* **Task to complete**
Condense the paragraph of the oil price article that begins "As is usually the case these days" into two short sentences, keeping its main facts.

Why Oil Prices Are Rising This Morning

Why Oil Prices Are Rising This Morning

by | published October 9th, 2019

I have just ended the latest round of energy discussions among international contacts.

Given the nature of these conversations, the location, and who was present, there will be some developments of note moving forward. Next up is a trip to London in two weeks for a detailed treatment of energy transport security in the Persian Gulf and the South China Sea.

But as I digest what has transpired over the past two days, the more immediate has piqued my interest.

It is early morning and crude oil prices are moving up as I write this. Hardly a dramatic swing. Yet the movement does indicate the continuing effect of factors that have less to do with any read of underlying dynamics and more to do with geopolitics.

There are two reasons in particular that require your attention…

Perception is Reality

The first is the ongoing saga of U.S.-China trade relations. Here, a simple indication that Beijing may be agreeable to a partial resolution in the bilateral differences has been enough to move markets up in pre-market trade.

As is usually the case these days, Brent (the benchmark for futures contract pricing set in London) is rising a bit more than WTI (West Texas Intermediate, the standard used in New York). That is because Brent is more often used these days to set actual pricing for physical trades worldwide than is WTI and is, therefore, more sensitive to global developments.

American perspectives may view this trade tiff as a personal matter – that is, having a primary impact on what take place within U.S. borders- but the rest of the world sees it as having a far more pervasive impact on international economic prospects.

It is also a sign of the times that the improved tenor of markets and oil prices has resulted from a rumor. Nothing concrete, mind you, probably nothing more than a furtive floating of a trial balloon based on little more than a private opinion from a trade negotiator or the impatience of a pundit eager to make a short-term play.

The continuing uncertainty issuing from the tit-for-tat tariff war has brought global economic prospects into question. Each time one of the two largest worldwide economies issues (or even threatens) a new tariff most of the rest of the world takes stock.

This trade conflict will ultimately have a resolution. However, it is not likely to happen soon and will roll out in stages, prolonging the angst felt across borders.

Oil prices comprise a corollary concern. The connection between the need for energy and the condition of economies is direct, albeit often the subject of some rather tenuous reasoning. These days oil estimates seem to require an immediate projection of how more intangible external elements determine supply and demand considerations.

A run of records
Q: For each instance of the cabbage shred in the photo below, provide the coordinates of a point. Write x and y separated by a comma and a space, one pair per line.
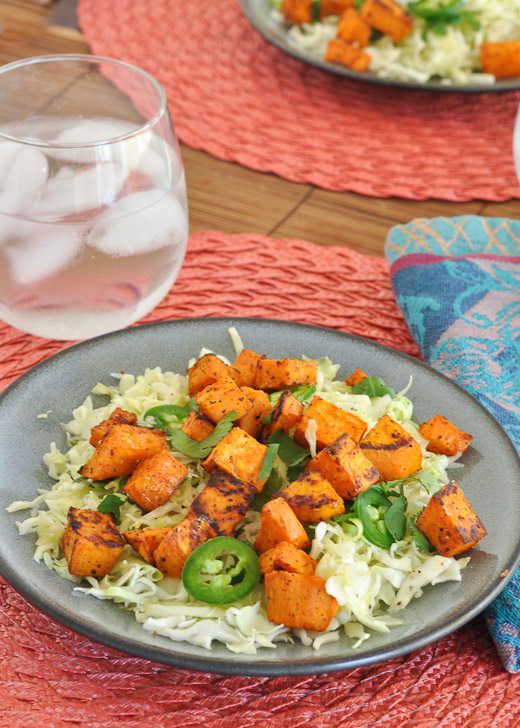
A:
452, 56
371, 584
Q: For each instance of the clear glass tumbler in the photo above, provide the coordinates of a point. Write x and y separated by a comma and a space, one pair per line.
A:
93, 210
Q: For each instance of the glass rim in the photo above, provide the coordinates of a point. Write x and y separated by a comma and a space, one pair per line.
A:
85, 57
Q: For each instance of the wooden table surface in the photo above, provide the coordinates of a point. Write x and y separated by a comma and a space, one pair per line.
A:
225, 196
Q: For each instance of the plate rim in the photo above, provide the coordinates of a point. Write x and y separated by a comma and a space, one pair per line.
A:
502, 86
256, 666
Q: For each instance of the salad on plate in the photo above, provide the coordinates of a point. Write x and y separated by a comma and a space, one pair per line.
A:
254, 501
458, 42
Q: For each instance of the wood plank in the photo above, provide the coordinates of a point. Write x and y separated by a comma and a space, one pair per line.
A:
352, 220
225, 196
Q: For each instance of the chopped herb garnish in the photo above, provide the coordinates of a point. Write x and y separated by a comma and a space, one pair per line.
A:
198, 450
112, 504
268, 462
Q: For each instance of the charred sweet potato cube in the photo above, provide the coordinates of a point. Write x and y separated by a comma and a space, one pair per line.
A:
154, 480
334, 7
275, 374
240, 455
121, 450
223, 501
251, 422
118, 416
206, 370
443, 437
394, 452
145, 541
296, 11
279, 523
299, 600
449, 522
172, 552
345, 466
357, 376
353, 29
221, 398
243, 369
312, 498
197, 426
388, 17
91, 542
287, 412
331, 421
348, 55
502, 60
286, 557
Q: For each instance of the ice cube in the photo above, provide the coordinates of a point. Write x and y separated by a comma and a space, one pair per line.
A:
73, 191
140, 222
43, 251
23, 170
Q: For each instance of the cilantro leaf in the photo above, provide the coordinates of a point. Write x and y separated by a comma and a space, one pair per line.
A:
198, 450
112, 504
268, 462
273, 484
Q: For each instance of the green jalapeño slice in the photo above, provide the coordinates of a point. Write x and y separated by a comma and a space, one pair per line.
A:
221, 571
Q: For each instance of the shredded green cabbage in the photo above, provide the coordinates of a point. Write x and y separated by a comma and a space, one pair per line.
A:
371, 584
453, 56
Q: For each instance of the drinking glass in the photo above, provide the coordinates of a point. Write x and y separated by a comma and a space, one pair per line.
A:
93, 210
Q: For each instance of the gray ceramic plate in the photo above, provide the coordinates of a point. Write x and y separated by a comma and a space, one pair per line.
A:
489, 480
258, 12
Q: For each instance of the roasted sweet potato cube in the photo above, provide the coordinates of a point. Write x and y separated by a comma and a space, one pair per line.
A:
223, 501
312, 498
346, 468
155, 480
296, 11
338, 51
394, 452
388, 17
331, 422
501, 59
172, 552
145, 541
91, 542
206, 370
334, 7
444, 438
299, 600
121, 450
449, 522
118, 416
357, 376
197, 426
221, 398
240, 455
287, 413
243, 369
279, 523
353, 29
286, 557
275, 374
251, 422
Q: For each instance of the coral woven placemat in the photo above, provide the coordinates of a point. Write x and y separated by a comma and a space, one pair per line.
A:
236, 96
49, 676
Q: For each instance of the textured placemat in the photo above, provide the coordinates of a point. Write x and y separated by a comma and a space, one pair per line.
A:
50, 676
236, 96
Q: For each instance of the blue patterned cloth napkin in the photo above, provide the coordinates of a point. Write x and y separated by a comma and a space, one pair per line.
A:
457, 282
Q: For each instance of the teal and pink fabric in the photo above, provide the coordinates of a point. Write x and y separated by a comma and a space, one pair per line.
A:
457, 282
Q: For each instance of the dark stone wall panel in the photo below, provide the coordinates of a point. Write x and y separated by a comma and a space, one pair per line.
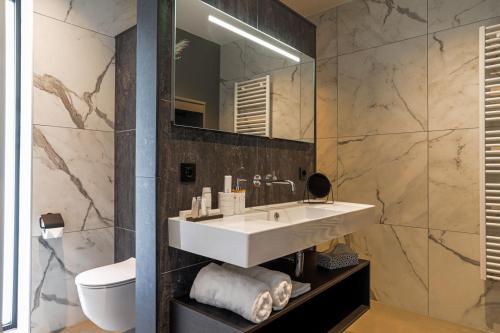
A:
216, 154
124, 244
125, 179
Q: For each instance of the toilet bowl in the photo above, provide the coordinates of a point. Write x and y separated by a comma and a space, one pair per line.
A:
107, 295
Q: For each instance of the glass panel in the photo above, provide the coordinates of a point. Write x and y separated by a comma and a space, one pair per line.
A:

* **Problem solution**
Brent, the London benchmark for futures pricing, is rising slightly more than WTI, the New York standard. Brent is now used more often than WTI to set actual prices for physical trades worldwide, so it is more sensitive to global developments.